*Task instructions*: Could you give these records again with every "segment" swapped for "outline" and nothing else altered?

*Extracted entries*:
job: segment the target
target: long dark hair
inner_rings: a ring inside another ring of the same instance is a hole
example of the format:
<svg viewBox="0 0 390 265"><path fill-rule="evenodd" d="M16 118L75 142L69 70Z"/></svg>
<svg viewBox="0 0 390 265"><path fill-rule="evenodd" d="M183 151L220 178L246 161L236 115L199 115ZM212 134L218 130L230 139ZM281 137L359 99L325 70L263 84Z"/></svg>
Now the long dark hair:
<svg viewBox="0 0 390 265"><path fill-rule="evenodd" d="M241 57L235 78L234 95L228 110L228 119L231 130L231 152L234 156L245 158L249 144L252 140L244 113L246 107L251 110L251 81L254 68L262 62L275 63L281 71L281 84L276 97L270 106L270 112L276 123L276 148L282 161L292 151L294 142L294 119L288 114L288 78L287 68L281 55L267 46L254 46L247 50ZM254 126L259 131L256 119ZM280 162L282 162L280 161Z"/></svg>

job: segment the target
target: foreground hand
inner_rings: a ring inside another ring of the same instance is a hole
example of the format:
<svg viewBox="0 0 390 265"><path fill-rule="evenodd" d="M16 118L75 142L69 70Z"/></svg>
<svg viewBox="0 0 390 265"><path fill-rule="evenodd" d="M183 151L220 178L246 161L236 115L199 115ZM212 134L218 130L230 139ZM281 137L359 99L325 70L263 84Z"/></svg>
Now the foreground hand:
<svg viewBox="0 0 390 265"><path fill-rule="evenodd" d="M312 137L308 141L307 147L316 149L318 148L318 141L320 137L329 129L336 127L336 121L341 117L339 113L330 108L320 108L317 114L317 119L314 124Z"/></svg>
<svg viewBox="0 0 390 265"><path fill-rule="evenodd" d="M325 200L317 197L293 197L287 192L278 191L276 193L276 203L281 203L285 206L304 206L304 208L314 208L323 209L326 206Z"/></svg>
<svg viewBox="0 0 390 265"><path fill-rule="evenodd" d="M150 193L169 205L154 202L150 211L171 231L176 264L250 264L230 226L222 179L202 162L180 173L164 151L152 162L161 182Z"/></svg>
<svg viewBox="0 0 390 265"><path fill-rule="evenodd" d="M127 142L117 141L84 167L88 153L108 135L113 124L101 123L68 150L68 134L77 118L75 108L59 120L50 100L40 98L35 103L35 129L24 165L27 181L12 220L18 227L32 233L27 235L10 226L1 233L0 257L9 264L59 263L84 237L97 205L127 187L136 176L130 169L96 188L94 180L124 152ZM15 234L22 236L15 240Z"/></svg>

*Written answer*:
job: outline the target
target: long dark hair
inner_rings: a ring inside another ring of the same instance is a hole
example of the format:
<svg viewBox="0 0 390 265"><path fill-rule="evenodd" d="M16 118L75 142L69 70Z"/></svg>
<svg viewBox="0 0 390 265"><path fill-rule="evenodd" d="M183 151L220 178L246 161L236 115L199 115ZM212 134L218 130L230 139ZM281 137L359 99L325 70L263 84Z"/></svg>
Now the long dark hair:
<svg viewBox="0 0 390 265"><path fill-rule="evenodd" d="M241 57L235 78L234 95L228 110L228 119L231 130L231 152L234 156L245 158L249 144L252 140L244 113L246 107L251 110L251 81L254 68L262 62L275 63L281 71L281 84L276 97L270 106L270 112L276 123L276 148L282 161L292 151L294 142L294 119L288 114L288 78L287 68L281 55L267 46L254 46L247 50ZM254 126L259 131L256 119ZM280 162L282 162L280 161Z"/></svg>

job: outline the target
target: foreground hand
inner_rings: a ring inside another ring of the same instance is a hole
example of the format:
<svg viewBox="0 0 390 265"><path fill-rule="evenodd" d="M16 118L75 142L69 70Z"/></svg>
<svg viewBox="0 0 390 265"><path fill-rule="evenodd" d="M183 151L220 178L246 161L236 115L199 115ZM212 134L218 130L230 139ZM281 137L359 99L325 70L263 84Z"/></svg>
Now the foreground hand:
<svg viewBox="0 0 390 265"><path fill-rule="evenodd" d="M312 137L308 141L307 147L316 149L318 148L318 141L320 137L329 129L336 127L336 121L341 117L339 113L330 108L320 108L317 114L317 119L314 124Z"/></svg>
<svg viewBox="0 0 390 265"><path fill-rule="evenodd" d="M325 200L317 197L293 197L287 192L278 191L276 193L276 203L281 203L285 206L304 206L304 208L314 208L323 209L326 206Z"/></svg>
<svg viewBox="0 0 390 265"><path fill-rule="evenodd" d="M150 193L169 205L154 202L150 211L171 231L176 264L250 264L230 226L222 179L202 162L180 173L164 151L152 162L161 182Z"/></svg>
<svg viewBox="0 0 390 265"><path fill-rule="evenodd" d="M127 142L117 141L84 167L88 153L108 135L113 124L101 123L68 150L68 134L77 118L75 108L59 120L50 100L40 98L35 103L35 129L24 165L27 181L12 220L18 227L32 233L27 235L10 226L1 233L0 257L9 264L59 263L84 237L97 205L127 187L136 176L130 169L96 188L94 180L124 152ZM15 234L22 236L15 240Z"/></svg>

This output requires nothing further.